### RECORDS SHOWN ###

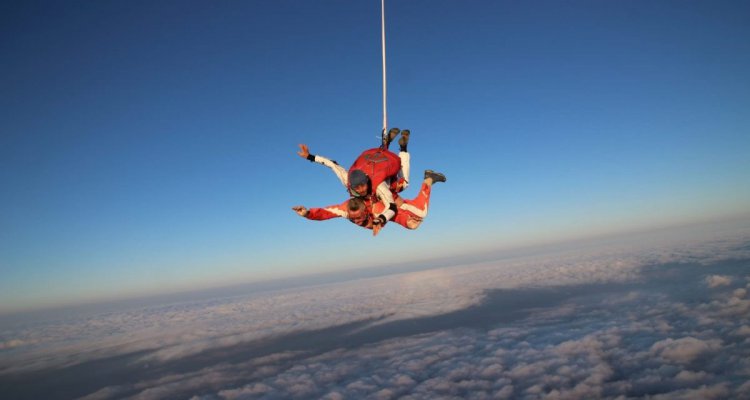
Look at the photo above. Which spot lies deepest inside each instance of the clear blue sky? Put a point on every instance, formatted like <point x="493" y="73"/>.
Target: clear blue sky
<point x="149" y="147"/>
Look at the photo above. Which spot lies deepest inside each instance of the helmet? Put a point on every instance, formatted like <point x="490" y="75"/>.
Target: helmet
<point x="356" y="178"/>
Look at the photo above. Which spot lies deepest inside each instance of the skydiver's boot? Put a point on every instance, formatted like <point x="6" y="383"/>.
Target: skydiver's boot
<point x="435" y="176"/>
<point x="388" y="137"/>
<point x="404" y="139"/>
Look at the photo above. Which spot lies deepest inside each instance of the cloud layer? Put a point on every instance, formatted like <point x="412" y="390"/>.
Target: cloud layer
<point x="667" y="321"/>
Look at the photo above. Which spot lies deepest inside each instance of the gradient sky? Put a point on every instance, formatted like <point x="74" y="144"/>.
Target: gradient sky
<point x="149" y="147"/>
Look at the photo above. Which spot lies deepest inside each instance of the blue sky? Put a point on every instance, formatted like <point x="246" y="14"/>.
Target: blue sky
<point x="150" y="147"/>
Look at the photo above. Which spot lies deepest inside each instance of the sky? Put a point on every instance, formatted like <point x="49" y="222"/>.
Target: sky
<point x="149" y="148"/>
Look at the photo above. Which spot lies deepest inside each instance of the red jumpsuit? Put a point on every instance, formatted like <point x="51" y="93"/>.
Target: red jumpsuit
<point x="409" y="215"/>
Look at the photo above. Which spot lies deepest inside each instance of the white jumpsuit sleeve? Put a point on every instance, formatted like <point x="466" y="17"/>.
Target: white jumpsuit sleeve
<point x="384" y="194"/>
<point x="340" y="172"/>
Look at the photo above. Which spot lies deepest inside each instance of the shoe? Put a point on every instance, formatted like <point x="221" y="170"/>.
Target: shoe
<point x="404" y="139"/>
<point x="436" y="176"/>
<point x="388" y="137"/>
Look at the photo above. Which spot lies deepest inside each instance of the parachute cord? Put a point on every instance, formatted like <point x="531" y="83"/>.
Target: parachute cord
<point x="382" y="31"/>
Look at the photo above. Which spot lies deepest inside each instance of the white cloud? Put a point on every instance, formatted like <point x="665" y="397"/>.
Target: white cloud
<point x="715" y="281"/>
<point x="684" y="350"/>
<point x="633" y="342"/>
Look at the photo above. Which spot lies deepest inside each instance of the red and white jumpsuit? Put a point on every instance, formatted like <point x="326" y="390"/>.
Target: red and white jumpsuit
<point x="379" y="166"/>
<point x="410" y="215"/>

###
### RECORDS SHOWN ###

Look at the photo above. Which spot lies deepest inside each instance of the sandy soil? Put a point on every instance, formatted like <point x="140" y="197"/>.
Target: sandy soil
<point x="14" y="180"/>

###
### RECORDS SHOWN ###

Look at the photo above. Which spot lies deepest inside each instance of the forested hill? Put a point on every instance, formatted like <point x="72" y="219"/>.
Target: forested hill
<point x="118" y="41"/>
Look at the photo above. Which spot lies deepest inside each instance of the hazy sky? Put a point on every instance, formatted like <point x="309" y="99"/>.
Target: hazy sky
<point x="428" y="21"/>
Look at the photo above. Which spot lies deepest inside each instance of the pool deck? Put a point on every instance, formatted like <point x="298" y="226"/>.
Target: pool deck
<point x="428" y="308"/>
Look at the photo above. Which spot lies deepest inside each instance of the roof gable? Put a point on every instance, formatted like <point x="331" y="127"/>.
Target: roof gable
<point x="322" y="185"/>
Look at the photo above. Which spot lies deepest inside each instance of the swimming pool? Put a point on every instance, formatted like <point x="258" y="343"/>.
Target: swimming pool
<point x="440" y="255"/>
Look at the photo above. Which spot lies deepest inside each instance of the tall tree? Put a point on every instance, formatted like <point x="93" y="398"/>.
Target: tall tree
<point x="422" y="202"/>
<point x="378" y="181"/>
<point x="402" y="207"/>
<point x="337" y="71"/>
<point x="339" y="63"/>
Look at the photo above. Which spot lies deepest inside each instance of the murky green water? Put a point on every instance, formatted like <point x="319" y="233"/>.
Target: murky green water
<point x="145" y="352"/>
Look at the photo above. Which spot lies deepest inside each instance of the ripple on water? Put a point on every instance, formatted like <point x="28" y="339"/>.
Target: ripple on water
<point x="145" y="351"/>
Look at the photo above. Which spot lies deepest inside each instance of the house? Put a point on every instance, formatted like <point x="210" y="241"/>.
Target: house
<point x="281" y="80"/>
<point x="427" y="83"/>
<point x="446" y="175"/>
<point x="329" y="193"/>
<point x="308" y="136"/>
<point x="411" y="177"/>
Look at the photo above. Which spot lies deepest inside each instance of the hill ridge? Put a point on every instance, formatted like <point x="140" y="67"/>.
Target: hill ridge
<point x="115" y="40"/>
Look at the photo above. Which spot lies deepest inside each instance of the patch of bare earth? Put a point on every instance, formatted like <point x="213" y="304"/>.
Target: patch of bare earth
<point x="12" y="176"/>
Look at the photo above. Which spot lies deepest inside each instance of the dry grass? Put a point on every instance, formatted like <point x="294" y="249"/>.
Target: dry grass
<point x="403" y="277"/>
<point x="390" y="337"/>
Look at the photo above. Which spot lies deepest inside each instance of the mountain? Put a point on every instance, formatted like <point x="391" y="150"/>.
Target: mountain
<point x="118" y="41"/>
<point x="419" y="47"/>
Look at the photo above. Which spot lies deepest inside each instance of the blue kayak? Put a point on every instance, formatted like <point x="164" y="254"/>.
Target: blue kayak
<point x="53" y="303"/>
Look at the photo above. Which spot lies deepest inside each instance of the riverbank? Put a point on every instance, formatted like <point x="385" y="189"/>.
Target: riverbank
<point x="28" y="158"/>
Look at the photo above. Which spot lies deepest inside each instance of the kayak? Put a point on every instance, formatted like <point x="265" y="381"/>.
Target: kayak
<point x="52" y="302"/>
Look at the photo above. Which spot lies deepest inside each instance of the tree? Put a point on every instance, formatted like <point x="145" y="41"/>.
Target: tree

###

= WHAT IS BEING ASKED =
All that is wanted is the stretch of lines above from the one containing "of the kayak?" through the one containing "Target: tree", duplicated exactly.

= THE ANSWER =
Look at the photo above. Which spot lies deepest inside each instance of the kayak? Put a point on every instance, formatted like <point x="265" y="381"/>.
Target: kayak
<point x="52" y="302"/>
Look at the photo above. Which spot lies deepest inside each instance of the tree? Put a point on every instance, formatted like <point x="145" y="41"/>.
Target: tree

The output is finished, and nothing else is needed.